● ENTRIES SHOWN:
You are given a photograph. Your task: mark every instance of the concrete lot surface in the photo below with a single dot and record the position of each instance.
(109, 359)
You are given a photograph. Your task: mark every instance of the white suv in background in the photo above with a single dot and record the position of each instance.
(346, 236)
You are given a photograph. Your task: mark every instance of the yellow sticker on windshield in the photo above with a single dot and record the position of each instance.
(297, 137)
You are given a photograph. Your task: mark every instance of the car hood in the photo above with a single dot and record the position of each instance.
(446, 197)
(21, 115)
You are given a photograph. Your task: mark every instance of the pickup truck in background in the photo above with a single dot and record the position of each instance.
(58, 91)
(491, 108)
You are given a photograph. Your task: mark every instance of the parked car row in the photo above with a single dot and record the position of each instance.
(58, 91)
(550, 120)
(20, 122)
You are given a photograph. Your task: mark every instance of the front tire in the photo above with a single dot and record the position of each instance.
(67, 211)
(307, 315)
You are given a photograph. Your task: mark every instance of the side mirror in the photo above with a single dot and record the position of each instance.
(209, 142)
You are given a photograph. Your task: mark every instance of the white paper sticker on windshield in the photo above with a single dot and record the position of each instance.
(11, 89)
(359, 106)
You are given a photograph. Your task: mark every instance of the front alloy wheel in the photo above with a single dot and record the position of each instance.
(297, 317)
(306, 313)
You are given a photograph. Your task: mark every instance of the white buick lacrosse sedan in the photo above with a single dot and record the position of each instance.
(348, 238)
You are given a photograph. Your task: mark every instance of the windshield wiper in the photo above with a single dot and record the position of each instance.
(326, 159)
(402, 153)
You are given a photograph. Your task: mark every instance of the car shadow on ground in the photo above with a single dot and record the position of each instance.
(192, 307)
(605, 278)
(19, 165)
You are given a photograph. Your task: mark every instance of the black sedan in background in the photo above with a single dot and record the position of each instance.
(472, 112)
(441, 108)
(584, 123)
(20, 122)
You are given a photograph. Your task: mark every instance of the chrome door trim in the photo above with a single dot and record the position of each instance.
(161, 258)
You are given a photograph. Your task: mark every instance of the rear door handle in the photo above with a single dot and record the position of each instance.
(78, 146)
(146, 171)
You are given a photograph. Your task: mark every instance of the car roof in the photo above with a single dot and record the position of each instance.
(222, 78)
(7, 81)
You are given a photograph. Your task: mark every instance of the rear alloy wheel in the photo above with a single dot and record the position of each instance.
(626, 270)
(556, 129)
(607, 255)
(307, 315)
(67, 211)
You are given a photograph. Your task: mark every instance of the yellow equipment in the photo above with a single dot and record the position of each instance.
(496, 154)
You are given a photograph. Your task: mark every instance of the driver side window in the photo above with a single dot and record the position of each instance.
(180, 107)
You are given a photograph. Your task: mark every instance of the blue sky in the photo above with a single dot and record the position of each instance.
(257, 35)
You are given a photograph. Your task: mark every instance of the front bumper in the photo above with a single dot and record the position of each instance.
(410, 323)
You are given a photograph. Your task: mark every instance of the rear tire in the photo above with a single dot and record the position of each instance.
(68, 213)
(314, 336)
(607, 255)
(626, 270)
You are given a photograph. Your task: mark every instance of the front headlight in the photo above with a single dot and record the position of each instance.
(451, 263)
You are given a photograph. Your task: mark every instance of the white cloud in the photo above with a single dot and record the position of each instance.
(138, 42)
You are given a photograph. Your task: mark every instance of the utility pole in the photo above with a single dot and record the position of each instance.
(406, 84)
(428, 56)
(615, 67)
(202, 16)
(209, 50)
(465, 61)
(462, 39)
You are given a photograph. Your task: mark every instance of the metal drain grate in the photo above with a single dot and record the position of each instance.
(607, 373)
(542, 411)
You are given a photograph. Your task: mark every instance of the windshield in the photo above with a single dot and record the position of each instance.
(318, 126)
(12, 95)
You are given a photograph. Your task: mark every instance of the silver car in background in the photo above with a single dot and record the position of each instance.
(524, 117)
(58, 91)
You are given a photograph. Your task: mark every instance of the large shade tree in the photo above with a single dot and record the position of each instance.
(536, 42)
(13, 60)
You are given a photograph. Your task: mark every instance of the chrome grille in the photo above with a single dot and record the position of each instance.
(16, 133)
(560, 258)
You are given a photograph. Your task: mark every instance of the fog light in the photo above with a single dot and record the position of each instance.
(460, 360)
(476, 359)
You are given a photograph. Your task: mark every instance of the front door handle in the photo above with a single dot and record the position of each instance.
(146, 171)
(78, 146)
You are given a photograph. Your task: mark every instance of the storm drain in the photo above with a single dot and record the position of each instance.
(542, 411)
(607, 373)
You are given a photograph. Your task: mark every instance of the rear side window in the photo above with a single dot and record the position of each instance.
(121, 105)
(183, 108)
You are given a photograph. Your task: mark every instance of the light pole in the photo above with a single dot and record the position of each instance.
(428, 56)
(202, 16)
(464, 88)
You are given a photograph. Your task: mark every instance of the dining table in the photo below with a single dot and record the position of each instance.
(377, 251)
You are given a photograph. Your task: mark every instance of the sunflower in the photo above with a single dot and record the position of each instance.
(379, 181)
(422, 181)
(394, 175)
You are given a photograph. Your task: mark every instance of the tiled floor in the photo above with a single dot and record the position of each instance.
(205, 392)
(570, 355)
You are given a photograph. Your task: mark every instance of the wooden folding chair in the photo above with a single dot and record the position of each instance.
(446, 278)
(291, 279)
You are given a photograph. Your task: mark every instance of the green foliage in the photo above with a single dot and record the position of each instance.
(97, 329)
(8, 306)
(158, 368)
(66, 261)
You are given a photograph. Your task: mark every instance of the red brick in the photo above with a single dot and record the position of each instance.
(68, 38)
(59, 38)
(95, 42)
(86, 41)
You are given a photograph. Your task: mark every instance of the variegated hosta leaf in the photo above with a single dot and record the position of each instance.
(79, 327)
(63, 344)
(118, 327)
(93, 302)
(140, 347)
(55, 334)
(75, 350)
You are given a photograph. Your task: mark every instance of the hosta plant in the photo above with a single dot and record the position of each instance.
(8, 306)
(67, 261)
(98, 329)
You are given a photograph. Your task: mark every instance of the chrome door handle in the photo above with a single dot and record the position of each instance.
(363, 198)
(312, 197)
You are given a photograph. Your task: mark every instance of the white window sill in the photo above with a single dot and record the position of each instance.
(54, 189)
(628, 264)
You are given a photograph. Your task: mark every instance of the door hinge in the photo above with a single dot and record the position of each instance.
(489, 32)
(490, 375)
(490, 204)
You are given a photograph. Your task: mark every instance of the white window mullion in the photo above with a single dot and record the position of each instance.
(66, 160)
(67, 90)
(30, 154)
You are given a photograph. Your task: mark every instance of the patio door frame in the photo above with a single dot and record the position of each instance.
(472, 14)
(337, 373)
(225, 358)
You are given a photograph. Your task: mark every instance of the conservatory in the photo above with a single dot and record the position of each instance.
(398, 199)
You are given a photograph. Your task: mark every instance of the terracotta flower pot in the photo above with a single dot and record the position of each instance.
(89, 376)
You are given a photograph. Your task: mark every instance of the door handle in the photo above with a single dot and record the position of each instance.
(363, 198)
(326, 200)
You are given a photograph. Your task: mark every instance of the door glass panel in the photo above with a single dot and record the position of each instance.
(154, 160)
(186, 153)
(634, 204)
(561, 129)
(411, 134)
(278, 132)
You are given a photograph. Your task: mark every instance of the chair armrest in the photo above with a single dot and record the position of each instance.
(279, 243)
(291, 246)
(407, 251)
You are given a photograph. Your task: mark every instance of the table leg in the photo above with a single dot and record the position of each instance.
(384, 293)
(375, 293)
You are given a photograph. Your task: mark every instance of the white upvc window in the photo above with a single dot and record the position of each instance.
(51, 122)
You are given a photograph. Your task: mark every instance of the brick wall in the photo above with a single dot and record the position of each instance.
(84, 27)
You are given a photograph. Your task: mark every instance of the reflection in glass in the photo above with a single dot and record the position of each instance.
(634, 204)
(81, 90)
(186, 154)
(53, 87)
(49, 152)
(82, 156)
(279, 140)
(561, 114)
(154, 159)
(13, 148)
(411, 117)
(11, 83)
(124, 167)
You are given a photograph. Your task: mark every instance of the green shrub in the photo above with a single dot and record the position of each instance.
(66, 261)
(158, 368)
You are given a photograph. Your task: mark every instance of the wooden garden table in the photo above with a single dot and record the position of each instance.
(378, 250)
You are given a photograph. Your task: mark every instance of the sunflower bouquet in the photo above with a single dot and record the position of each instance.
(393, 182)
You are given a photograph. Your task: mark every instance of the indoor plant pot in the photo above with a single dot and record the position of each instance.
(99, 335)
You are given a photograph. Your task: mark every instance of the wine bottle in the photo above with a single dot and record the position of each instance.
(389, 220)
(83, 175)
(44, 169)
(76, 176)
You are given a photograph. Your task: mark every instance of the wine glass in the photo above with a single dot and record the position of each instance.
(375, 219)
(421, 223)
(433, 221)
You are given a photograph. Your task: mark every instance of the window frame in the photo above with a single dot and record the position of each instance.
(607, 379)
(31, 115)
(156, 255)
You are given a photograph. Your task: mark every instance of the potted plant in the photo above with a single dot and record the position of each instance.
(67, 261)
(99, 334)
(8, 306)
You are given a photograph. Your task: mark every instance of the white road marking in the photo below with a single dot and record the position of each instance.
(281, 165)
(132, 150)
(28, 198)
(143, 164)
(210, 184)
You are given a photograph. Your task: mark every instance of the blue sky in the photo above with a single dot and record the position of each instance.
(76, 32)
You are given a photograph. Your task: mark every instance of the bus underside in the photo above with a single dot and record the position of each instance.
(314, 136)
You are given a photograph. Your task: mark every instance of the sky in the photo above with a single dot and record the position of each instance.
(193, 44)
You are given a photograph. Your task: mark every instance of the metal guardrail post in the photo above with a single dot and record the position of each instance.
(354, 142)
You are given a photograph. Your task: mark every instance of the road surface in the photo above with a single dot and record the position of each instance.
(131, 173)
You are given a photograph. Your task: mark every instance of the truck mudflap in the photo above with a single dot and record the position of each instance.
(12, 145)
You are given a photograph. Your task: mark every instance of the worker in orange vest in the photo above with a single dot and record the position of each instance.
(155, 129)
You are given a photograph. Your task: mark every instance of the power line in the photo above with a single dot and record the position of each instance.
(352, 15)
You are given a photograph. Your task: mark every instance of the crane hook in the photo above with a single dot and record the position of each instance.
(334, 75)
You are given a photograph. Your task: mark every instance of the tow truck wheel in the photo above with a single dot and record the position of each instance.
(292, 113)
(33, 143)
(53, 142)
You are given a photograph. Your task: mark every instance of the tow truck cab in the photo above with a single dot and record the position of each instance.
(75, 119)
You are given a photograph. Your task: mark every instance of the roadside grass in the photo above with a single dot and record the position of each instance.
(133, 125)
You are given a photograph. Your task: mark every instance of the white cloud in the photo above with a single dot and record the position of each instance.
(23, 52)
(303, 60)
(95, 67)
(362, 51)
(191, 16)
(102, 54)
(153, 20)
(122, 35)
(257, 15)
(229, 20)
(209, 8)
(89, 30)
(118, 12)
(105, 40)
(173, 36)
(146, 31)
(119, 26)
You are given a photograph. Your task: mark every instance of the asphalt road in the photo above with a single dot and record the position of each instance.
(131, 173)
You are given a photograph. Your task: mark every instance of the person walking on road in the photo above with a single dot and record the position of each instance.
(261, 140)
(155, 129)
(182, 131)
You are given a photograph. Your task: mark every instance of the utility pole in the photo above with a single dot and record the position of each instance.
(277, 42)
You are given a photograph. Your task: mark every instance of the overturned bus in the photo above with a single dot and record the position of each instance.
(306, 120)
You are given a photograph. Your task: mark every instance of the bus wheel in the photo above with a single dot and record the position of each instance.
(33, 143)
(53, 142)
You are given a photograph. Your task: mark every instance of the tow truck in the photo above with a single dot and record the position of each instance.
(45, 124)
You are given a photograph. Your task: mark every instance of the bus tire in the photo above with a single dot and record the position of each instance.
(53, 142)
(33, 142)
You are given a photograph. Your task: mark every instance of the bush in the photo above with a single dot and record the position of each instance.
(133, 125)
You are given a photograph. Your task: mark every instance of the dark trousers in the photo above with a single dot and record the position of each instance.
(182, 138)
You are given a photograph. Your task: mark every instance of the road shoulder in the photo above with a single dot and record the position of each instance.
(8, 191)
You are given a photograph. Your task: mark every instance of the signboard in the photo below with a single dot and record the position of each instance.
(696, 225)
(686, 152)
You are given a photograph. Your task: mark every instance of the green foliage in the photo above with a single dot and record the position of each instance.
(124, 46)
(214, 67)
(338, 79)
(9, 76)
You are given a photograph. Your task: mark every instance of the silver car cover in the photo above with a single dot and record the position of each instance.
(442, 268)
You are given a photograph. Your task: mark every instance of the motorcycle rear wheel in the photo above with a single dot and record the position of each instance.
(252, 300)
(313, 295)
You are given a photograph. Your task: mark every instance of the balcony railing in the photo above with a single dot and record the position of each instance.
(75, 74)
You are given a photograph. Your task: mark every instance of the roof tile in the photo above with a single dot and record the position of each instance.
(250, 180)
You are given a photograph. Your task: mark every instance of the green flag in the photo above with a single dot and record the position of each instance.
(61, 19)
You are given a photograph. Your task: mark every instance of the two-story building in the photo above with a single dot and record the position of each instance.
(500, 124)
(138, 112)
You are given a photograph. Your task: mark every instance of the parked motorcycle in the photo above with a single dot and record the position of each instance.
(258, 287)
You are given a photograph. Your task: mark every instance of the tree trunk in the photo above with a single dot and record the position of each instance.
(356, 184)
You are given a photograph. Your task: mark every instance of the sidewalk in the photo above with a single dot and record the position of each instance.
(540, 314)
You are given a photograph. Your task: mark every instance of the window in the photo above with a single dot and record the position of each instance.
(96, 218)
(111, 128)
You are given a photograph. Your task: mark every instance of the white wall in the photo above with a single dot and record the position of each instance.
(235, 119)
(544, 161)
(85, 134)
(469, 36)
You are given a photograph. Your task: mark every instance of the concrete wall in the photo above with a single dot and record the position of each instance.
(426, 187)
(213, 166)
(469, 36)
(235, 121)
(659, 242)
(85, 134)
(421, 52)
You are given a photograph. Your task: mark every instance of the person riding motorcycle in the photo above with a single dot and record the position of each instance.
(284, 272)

● REQUEST: Retype exactly the lines from the one containing "of the two-story" through the last line of the records above, including both.

● CORRECT RESULT:
You are given a photograph. Your task: mark every instance of the two-story building in the photo above with a single dot and record the position of each instance.
(500, 124)
(138, 112)
You are given a photograph. Your task: mark every instance of the parked motorcycle in the photo above with a single dot and record the position of each instance.
(258, 287)
You are given a photograph. Your task: mark every instance of the tree trunk in the photo above with a single dot and record the position of each instance.
(356, 184)
You are given a photograph. Your task: mark every instance of the sidewalk in the photo above with a single dot and record the position of each instance.
(540, 314)
You are given a photograph. Your task: mark every instance of the window in the photo above with a single dot and record the position of each instance.
(96, 218)
(111, 128)
You are given a photograph. Your task: mark every instance of the white wall in the photo above with a single dot and record the position of each instance.
(235, 119)
(544, 161)
(85, 134)
(469, 36)
You are given a photograph. Your task: mark every instance of the concrete wall in the photo above with a single dot and record the position of each instance.
(426, 187)
(213, 166)
(469, 36)
(235, 121)
(659, 242)
(85, 134)
(421, 52)
You are given a photograph. Your task: mark every instance of the person riding motorcycle in the photo above with a single dot and record the position of each instance.
(284, 272)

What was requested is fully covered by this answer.